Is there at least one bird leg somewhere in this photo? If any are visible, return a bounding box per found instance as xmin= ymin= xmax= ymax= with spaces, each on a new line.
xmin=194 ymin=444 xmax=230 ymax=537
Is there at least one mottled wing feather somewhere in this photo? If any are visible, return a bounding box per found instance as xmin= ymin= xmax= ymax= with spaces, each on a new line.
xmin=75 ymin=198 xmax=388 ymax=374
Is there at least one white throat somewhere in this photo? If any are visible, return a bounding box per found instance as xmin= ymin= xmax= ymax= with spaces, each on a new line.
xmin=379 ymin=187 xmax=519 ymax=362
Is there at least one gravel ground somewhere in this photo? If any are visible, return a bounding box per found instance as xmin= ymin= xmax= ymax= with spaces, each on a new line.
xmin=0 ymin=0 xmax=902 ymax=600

+-------+

(Task directions)
Please copy every row above word for word, keeping each on its own line.

(Solution)
Is there at least one bird leg somewhere in this photo? If any are visible, return a bounding box per found instance as xmin= ymin= xmax= ymax= with spaces, each on a new line.
xmin=194 ymin=444 xmax=230 ymax=537
Is there at least one mottled wing feather somewhere in this photo? If any are visible, return a bounding box per found instance as xmin= ymin= xmax= ymax= with spaces, each on a new line.
xmin=75 ymin=198 xmax=388 ymax=374
Is there at least one white throat somewhere in this photo? If any are visible, return a bounding box per found instance as xmin= ymin= xmax= ymax= with spaces, each on a new line.
xmin=379 ymin=187 xmax=519 ymax=362
Is there at least one gravel ground somewhere in this photo? If any are visible, return a bounding box per found instance as xmin= ymin= xmax= ymax= with spaces, each on a new line.
xmin=0 ymin=0 xmax=902 ymax=600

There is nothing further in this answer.